§ **About this task**
Reproduce each line of the material exactly as it reads.

§ **Provided entries**
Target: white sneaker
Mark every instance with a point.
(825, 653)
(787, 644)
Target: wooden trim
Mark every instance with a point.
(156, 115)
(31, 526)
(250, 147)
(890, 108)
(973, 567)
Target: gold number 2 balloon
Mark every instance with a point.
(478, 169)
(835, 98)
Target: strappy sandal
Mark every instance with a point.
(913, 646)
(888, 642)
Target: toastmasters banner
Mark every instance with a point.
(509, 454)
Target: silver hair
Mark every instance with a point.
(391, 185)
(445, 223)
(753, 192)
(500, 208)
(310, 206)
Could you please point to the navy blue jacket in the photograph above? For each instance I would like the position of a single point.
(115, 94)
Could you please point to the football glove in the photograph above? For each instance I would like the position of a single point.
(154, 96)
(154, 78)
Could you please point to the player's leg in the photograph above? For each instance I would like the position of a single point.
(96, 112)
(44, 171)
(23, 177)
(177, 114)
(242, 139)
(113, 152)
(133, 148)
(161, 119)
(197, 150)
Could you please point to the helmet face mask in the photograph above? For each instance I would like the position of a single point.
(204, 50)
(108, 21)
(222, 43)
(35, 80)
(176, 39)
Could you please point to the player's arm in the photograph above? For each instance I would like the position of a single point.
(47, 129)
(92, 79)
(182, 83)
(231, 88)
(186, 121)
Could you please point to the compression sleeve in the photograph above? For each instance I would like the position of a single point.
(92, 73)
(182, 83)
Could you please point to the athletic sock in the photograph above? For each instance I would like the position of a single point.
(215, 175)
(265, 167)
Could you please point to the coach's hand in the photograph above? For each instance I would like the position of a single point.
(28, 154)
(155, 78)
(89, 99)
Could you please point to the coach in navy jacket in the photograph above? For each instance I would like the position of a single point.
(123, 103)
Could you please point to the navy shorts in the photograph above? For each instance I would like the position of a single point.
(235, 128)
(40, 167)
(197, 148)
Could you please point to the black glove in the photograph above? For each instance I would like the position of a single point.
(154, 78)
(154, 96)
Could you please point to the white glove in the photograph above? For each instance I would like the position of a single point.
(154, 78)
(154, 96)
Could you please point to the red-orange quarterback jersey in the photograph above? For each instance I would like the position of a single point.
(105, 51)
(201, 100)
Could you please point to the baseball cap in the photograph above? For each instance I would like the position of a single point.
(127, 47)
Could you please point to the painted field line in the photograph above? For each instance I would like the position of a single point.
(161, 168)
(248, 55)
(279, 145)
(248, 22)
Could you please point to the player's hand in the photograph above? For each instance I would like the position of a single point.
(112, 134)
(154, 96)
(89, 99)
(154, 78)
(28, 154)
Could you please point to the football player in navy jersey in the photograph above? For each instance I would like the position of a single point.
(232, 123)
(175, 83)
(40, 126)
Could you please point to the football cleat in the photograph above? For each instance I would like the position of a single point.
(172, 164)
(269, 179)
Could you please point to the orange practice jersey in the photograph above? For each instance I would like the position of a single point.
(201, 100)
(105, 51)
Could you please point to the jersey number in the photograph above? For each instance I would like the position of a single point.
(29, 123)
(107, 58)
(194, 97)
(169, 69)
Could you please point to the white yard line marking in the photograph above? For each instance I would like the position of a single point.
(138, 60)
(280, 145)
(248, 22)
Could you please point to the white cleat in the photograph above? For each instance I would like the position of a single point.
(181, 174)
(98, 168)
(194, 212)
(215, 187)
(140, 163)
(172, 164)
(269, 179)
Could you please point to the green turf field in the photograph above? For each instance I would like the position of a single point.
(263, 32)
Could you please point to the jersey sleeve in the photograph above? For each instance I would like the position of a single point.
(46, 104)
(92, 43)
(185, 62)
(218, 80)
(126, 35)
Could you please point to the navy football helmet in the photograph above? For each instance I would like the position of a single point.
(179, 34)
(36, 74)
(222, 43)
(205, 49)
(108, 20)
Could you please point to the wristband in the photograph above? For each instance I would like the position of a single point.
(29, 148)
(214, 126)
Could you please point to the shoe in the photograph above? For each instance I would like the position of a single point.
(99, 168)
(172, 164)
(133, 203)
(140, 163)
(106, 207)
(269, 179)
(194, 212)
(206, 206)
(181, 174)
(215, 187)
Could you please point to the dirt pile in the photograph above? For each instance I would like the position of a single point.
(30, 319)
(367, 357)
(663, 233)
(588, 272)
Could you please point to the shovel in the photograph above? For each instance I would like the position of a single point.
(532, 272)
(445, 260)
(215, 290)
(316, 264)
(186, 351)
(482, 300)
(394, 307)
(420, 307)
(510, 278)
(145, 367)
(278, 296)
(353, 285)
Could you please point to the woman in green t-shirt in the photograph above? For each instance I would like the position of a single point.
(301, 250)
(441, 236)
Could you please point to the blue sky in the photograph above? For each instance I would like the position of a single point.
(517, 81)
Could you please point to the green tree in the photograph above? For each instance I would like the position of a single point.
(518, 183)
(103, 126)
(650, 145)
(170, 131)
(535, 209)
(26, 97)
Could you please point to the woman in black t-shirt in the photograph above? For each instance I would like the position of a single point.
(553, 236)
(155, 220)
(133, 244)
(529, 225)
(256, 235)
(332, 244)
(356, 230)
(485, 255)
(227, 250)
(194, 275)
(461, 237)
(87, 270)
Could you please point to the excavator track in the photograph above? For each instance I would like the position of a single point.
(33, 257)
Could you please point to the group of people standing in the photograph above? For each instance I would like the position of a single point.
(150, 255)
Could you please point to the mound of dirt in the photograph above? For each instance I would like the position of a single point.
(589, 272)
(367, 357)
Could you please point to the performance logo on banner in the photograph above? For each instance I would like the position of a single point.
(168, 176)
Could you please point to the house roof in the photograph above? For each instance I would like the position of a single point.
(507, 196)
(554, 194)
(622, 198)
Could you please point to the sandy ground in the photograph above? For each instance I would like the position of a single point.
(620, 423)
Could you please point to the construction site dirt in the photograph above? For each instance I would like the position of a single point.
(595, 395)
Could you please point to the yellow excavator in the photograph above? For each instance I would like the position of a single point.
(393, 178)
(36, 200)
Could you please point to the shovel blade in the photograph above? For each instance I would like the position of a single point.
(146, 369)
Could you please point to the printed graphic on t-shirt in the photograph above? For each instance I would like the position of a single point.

§ **Task answer**
Target: white sneaker
Mark every instance with a point.
(825, 653)
(787, 644)
Target: wooden trim
Mark every instance with a point.
(156, 115)
(31, 526)
(250, 147)
(890, 108)
(973, 567)
Target: gold number 2 balloon
Mark every instance with a point.
(478, 169)
(835, 98)
Target: strappy sandal
Mark every instance with a point.
(913, 646)
(888, 642)
Target: toastmasters banner
Mark every instance with a point.
(509, 454)
Target: silver hair
Mark every instance with a point.
(391, 185)
(445, 223)
(753, 192)
(500, 208)
(310, 206)
Could you please point to the navy blue jacket in the photograph above? For each instance I would like the position of a single point.
(115, 94)
Could you please point to the football glove in the photograph above? For each instance I would like the position of a single point.
(154, 96)
(154, 78)
Could you please point to the player's leg in the photograph above? For each instance I would like the position of a single point.
(96, 112)
(44, 171)
(23, 177)
(177, 114)
(242, 139)
(113, 152)
(133, 148)
(161, 119)
(197, 150)
Could you please point to the helmet face mask in the photograph above? For each instance I would like the position of a single point.
(204, 50)
(108, 21)
(222, 43)
(35, 80)
(176, 39)
Could you please point to the player's arm in the photograph above? For each instance I would like the position of a single point.
(47, 129)
(92, 79)
(182, 83)
(231, 88)
(186, 121)
Could you please point to the compression sleeve in the photograph above? For each instance I would like the position of a single point.
(92, 73)
(182, 83)
Could you please point to the athletic sock in the photograph above? For each instance I would like the position of a single point.
(215, 175)
(265, 167)
Could you please point to the coach's hand in the photograph above? For each instance I would like the position of a single point.
(28, 154)
(155, 78)
(89, 99)
Could you please point to the coach in navy jacket in the photograph above? For each instance I would like the position of a single point.
(123, 103)
Could you please point to the navy shorts in the photograph above? For each instance I would like the position of a single point.
(235, 128)
(40, 167)
(197, 148)
Could you please point to the black glove in the photograph above? For each instance I would like the position of a single point.
(154, 78)
(154, 96)
Could you please point to the white glove in the photograph above? For each instance I would like the position of a single point.
(154, 78)
(154, 96)
Could you please point to the red-orange quarterback jersey in the photograph above? For each instance I would like the position of a single point.
(105, 51)
(201, 100)
Could you please point to the baseball cap in the photograph above? For each instance I would like the position of a single point.
(127, 47)
Could you please point to the painted field line in the photograph above? For each instance I would like the position of a single point.
(161, 168)
(248, 55)
(279, 145)
(248, 22)
Could you please point to the player's hand in the photograph above? For each instance I would like the position of a single point.
(112, 134)
(154, 96)
(89, 99)
(154, 78)
(28, 154)
Could you please point to the football player in navy jersey in the photograph above? For each instance I would like the position of a single point.
(232, 123)
(175, 83)
(40, 126)
Could you please point to the football cleat in the photograph above? For each instance I would like the position of a single point.
(172, 164)
(269, 179)
Could you please point to the orange practice jersey in the photograph above? For each instance I would like the position of a single point.
(201, 100)
(105, 51)
Could you please point to the jersey number in the photograph above? For each instance I would like the position of a single point.
(29, 123)
(107, 58)
(194, 97)
(169, 69)
Could you please point to the white yard line marking in the photograph above? For each instance I would like the position of a single point.
(138, 60)
(280, 145)
(248, 22)
Could you please point to the white cleat in the photograph above? For each instance I would like the position of a single point.
(181, 174)
(98, 168)
(194, 212)
(215, 187)
(140, 163)
(172, 164)
(269, 179)
Could you please point to the green turf field in the photograph above? For each instance I would like the position of a single point.
(263, 32)
Could you please point to the jersey sleeve in the photograph above? For each instance I would like the position of a single point.
(46, 104)
(92, 43)
(185, 62)
(218, 80)
(126, 35)
Could you please point to the navy football helmet in the photograph above? For each instance I would like the position of a single point.
(179, 34)
(36, 74)
(222, 43)
(205, 49)
(108, 20)
Could you please point to the wristband in the photograph above? For each instance I would like the position of a single point.
(29, 148)
(214, 126)
Could you please point to the shoe in the photograph above? For each instance I would like the position of a single point.
(99, 168)
(172, 164)
(133, 203)
(140, 163)
(106, 207)
(269, 179)
(194, 212)
(206, 206)
(181, 174)
(215, 187)
Could you please point to the dirt pile in the photograph above? For each instance I would like the position of a single point.
(30, 319)
(367, 357)
(663, 233)
(588, 272)
Could you please point to the shovel in the photograph above? For each instance I would like the position of a single point.
(532, 272)
(445, 260)
(215, 290)
(316, 264)
(186, 351)
(482, 300)
(394, 307)
(420, 307)
(510, 278)
(145, 367)
(278, 296)
(353, 285)
Could you please point to the woman in green t-shirt in the photograph above? For each instance I would like the position of a single point.
(301, 250)
(441, 236)
Could you please point to the blue sky in the photograph above? For each instance I would like the position of a single point.
(517, 81)
Could you please point to the green tree in the photograph above? For each instance I would like the position of a single point.
(518, 183)
(103, 126)
(650, 145)
(170, 131)
(535, 209)
(26, 97)
Could you please point to the woman in black t-shirt in the photograph above? For each instance I would like the position of a single point.
(553, 236)
(155, 220)
(133, 244)
(529, 225)
(256, 235)
(332, 244)
(356, 230)
(485, 255)
(227, 250)
(194, 275)
(461, 237)
(87, 270)
Could you please point to the excavator track in the photograph above? For each instance I would like the position of a single point.
(33, 257)
Could you please point to the group of people standing in the photograph above? For each instance I would like the position of a single point.
(150, 255)
Could you please point to the mound of dirt in the photograph above? For each instance I would like the position of a single point.
(589, 272)
(367, 357)
Could you please point to the performance logo on banner in the photograph above? For each instance I would like the position of a single point.
(168, 176)
Could you please point to the house roof in the photograph above? For each instance I would like the position of a single point.
(507, 196)
(554, 194)
(622, 198)
Could you please point to the sandy ground in the photograph above? For each instance I would like the position of a single point.
(620, 423)
Could you please point to the construction site dirt in the photograph above? For each instance I would like the position of a single point.
(595, 395)
Could you please point to the yellow excavator in the photograph above? For each instance I would like the position of a single point.
(393, 178)
(36, 200)
Could you please point to the shovel blade in the photograph above? For each instance I would like the position of a single point.
(146, 369)
Could you please point to the printed graphic on t-shirt in the photograph above? For each instance I would like the position of a single point.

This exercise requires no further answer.